PROBLEM »
Reproduce exactly, and exclusively, the lines from the line containing "Target: glass front door" through the final line of the listing below.

DATA RECORDS »
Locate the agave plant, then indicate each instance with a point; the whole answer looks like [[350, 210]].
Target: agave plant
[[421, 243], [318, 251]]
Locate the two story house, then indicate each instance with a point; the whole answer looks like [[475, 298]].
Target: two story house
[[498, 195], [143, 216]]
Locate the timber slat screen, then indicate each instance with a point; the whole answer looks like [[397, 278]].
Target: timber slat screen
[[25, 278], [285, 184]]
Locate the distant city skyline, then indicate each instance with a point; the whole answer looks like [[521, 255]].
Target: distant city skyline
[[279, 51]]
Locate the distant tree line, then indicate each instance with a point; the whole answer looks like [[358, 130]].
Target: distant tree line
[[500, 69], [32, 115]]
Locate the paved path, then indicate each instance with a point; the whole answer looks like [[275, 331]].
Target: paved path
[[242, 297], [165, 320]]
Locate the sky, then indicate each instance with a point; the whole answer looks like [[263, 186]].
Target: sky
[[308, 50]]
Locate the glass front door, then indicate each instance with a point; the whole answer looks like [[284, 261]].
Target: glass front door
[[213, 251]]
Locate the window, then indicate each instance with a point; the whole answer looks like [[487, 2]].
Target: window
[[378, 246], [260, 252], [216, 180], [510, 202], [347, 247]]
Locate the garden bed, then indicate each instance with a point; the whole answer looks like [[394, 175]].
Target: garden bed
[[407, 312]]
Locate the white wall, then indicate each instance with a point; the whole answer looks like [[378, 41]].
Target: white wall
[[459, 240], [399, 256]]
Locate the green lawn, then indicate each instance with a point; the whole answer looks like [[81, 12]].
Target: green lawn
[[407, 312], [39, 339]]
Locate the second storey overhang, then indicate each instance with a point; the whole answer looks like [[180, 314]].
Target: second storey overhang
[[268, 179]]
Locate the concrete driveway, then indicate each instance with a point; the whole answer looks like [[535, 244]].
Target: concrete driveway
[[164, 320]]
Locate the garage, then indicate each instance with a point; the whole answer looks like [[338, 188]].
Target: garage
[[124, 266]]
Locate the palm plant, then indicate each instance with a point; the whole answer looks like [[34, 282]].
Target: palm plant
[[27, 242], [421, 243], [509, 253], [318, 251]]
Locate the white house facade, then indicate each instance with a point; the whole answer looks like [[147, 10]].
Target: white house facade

RESPONSE »
Target: glass front door
[[213, 251]]
Locate the window, then indicate each instance with a point; the whole answer looks like [[487, 2]].
Target: window
[[378, 246], [260, 252], [216, 180], [510, 202], [347, 247]]
Locate the garden bed, then indicate each instance with a point; the whole answer looks like [[394, 175]].
Target: garden bed
[[407, 312]]
Locate the white wall, then indicate each instance with a point; the whole answer looks like [[378, 41]].
Target: white wall
[[459, 240], [399, 256]]
Locate the green lawn, then indicate each instance with a point; the whole answer looks like [[81, 12]].
Target: green lawn
[[407, 312], [39, 339]]
Locate the second storey overhang, then indicate each instance with a point; the whole answer looks like [[180, 314]].
Target: second storey overhang
[[268, 179]]
Locate the concrete driveway, then indicate each instance with a point; the whole answer looks like [[535, 244]].
Target: concrete driveway
[[164, 320]]
Locate the garage, then indicate each instance with a point; the whole answer looks like [[338, 188]].
Target: garage
[[124, 266]]
Locate the palm plant, then indicate each instance with a point; the whole answer looks like [[34, 282]].
Target: palm plant
[[27, 242], [421, 243], [509, 253], [318, 251]]
Locate the white house facade, then indicate each instance with a point; the whole answer looks like [[147, 10]].
Target: white house facade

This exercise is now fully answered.